DOCUMENT SEGMENT:
The rest of the family asks about you often, but of course never often enough for us. I know you have received mail from Grandma H. with gifts that only Grandma would give. Every time I see or talk to Grandpa H. he asks about you and is eager to hear news of your progress. Of course Grandma and Grandpa D. send us off with a care package for you every time we visit. They loan us their car and help so much with Ellie and, most importantly, send Grandma’s coffee cake for you and Nigel. I know that both sets of grandparent miss you desperately.
We love to visit and we begin planning our next visit as soon as the first is over. The warmth of seeing you doesn’t last long enough and no sooner do we leave the city than we are ready to go back. I’ll be honest with you; it is not easy to see you there. I am certain that the people there are invested in your care but it is not the ideal setting. I know that you must miss Thaddeus and I know that he absolutely misses you. He lost his job because he couldn’t be on time. I worried that you might feel like he abandoned you which is sad to think of. He cares for you very much and would be there with you if he could. We can’t wait for the windows to open back up and for the sunlight to stream back into the tower and to sit at home and be able to think of you watching the people of the city go about their daily lives. I like to think that you watch them and speculate about their lives, where they live, what they do, do they have families, are they happy. We can’t wait for you to go outside, maybe to the aquarium to see the fish. When I think about the aquarium in Baltimore I think about the library here at home when it used to have the big fish tank. You loved that fish tank and when I took you there I all but had to drag you out you were so attached to those fish. I think you would love the Baltimore aquarium. We can’t wait for you to come home. It has been so odd to have you away and I know it will take some getting used to have the new and improved Nick home to the extent that things will have to change here but I know were ready to get started.

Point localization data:
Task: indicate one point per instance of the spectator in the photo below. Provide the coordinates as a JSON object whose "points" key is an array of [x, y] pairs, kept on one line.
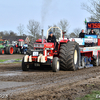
{"points": [[81, 35], [92, 32]]}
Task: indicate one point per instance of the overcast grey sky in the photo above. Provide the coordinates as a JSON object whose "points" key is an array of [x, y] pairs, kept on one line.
{"points": [[15, 12]]}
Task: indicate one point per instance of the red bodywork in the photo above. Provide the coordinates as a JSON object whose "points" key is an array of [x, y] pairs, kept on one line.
{"points": [[48, 49]]}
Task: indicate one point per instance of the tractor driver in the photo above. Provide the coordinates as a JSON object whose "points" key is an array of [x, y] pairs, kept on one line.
{"points": [[52, 38], [82, 34]]}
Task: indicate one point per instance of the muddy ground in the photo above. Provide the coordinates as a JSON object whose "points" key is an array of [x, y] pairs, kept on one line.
{"points": [[43, 84]]}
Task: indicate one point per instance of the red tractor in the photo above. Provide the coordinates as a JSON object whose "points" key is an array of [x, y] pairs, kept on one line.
{"points": [[42, 52], [72, 54]]}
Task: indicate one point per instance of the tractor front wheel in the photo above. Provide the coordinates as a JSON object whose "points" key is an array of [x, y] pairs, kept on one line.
{"points": [[55, 64]]}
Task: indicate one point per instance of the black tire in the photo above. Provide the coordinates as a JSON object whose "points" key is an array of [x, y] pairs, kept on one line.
{"points": [[30, 46], [95, 62], [62, 56], [72, 56], [15, 50], [2, 51], [10, 50], [55, 64], [7, 49], [24, 66], [18, 50]]}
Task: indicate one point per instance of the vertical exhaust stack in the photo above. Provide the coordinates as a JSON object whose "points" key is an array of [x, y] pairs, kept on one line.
{"points": [[42, 36]]}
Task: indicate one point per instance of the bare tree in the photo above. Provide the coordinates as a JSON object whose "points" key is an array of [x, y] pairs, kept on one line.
{"points": [[20, 29], [63, 24], [34, 28], [93, 9]]}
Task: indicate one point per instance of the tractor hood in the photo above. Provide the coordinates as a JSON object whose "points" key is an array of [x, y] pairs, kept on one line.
{"points": [[49, 45]]}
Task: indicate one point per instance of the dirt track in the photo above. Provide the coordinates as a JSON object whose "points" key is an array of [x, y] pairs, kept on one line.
{"points": [[43, 84]]}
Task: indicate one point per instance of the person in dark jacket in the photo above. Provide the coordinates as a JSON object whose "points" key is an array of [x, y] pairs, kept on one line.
{"points": [[51, 38], [81, 35], [92, 32]]}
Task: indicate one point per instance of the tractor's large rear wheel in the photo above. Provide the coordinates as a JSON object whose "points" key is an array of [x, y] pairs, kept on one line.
{"points": [[7, 49], [62, 56], [25, 67], [72, 56], [10, 50], [2, 51], [30, 46], [95, 62], [55, 64]]}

TASK DETAILS:
Take the family letter to Nick further, picking up after its last sentence. The material above is separate from the family letter to Nick.

OUTPUT BELOW:
We think about you all day every day. I look at the bath tub and I think about all the baths and the water cascading down the steps. When the newspaper flops on our front porch I think about your days on the route. When I go into the back yard the swing brings back your epic climbs to the top. At the lake it was impossible to not think of all the laps with the tube behind and your lone trips to the rock and the fires. Nothing is the same without you here.
We look forward to the future. Mom and I talk all the time about what we hope life will be like. We have a lot of hopes and we see so much. We hope that there will be calm here at home and peace for you personally, that you will have learned ways to manage those times when you feel overwhelmed or those times that none of us can explain. We see trips to the store again and solo bike rides around the block again and dinners out with all of us together again. We look forward to not hearing from school and participation in all those things they have left you out of for all these years. We see a recovery room dark and empty and IEP meetings that we look forward to. We look forward to the beginning of your life and the end to your turmoil and pain. We see opportunity for you and freedom from whatever it is that has a hold on you.
Please know that we all love you so much, that we hold you close in our hearts, that we think of you everyday and thank God for this gift and opportunity for you to live.